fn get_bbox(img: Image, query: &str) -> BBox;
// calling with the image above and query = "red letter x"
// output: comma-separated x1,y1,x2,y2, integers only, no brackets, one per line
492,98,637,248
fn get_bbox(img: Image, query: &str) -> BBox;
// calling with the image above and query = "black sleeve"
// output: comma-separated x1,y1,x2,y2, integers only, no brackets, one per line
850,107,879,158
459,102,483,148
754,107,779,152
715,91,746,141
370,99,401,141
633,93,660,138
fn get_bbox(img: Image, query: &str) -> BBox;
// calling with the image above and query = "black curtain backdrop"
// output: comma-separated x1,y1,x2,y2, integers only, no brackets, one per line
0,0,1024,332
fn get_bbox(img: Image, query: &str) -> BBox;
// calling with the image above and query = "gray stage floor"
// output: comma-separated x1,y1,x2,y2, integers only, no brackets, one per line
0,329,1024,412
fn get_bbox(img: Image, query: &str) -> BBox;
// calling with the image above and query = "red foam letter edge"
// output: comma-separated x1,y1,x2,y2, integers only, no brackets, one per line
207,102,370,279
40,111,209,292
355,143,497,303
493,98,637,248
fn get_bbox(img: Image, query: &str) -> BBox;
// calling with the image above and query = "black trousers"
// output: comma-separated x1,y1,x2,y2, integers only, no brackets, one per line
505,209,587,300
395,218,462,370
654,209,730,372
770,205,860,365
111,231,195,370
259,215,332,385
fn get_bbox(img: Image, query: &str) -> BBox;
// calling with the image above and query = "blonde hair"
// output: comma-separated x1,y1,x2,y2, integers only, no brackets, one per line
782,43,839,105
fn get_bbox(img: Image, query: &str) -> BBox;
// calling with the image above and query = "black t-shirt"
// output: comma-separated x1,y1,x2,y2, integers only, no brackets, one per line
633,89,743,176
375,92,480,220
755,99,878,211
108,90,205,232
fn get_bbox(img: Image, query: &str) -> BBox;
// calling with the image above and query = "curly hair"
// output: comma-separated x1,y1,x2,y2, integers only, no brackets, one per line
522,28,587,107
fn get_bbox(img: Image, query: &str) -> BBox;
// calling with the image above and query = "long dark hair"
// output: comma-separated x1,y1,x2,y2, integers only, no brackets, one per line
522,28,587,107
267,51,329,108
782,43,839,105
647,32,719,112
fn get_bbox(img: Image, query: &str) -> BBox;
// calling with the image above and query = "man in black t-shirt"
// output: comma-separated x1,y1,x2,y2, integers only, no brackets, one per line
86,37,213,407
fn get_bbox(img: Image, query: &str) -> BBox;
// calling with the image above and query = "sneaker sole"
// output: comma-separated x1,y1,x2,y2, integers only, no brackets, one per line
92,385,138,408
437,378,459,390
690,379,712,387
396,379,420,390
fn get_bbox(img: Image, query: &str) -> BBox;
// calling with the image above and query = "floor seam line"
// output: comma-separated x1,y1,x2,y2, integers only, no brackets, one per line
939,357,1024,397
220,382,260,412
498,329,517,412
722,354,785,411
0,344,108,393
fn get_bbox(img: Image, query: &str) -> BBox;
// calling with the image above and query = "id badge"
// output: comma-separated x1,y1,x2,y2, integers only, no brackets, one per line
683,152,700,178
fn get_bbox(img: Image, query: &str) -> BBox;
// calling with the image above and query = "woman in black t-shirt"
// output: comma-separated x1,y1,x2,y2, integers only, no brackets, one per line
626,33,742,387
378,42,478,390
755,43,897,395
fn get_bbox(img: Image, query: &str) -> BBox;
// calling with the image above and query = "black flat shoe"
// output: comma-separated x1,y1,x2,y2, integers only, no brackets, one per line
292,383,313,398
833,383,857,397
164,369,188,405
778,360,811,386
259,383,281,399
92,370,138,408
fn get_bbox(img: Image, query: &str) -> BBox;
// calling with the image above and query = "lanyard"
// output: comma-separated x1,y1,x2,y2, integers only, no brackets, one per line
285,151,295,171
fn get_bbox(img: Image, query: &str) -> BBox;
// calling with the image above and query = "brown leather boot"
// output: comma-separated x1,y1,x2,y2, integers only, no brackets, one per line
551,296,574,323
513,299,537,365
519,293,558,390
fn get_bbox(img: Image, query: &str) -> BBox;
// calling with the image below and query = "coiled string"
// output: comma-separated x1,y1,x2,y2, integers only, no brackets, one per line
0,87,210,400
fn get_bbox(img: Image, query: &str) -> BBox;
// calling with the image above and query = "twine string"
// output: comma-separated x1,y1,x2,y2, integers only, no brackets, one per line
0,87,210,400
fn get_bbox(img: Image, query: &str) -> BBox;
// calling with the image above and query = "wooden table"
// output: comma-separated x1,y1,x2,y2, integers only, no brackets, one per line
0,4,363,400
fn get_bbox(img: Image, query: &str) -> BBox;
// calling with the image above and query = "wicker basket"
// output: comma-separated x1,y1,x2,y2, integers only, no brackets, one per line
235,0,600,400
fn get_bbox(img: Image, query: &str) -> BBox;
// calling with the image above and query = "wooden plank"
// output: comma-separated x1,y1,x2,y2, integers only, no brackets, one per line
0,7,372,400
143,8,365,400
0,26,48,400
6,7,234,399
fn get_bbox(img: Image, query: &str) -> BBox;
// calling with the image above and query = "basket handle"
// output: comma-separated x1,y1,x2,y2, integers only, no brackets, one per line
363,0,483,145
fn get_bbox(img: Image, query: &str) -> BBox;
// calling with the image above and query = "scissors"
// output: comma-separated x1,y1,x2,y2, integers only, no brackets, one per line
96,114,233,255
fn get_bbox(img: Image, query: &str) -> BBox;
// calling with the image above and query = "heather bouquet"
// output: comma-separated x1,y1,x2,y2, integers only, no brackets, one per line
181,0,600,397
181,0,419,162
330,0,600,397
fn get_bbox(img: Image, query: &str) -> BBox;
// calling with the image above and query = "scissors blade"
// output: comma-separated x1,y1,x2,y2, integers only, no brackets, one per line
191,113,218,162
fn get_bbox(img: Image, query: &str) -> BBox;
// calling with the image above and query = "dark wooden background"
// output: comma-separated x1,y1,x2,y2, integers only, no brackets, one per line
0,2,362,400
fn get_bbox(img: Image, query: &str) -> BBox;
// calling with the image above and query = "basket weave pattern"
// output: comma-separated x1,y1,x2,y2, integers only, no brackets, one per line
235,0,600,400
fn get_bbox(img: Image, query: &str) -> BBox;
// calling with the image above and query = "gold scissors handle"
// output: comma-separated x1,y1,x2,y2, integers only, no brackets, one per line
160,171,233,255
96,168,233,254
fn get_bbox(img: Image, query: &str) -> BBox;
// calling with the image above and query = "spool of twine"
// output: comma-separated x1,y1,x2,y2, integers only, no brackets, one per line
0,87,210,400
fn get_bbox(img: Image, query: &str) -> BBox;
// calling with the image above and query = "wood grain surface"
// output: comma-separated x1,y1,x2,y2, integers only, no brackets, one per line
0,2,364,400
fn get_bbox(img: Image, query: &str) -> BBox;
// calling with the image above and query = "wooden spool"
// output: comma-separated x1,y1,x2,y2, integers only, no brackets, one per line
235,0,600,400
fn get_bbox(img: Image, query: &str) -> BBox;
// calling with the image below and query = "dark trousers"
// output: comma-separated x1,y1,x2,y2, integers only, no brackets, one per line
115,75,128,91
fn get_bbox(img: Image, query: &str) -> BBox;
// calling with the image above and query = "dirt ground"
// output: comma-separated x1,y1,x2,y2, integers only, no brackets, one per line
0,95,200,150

========

> [WRITTEN PROBLEM]:
Count the lines above that contain the word "floor", and reply with the number alone.

> [SOLUTION]:
2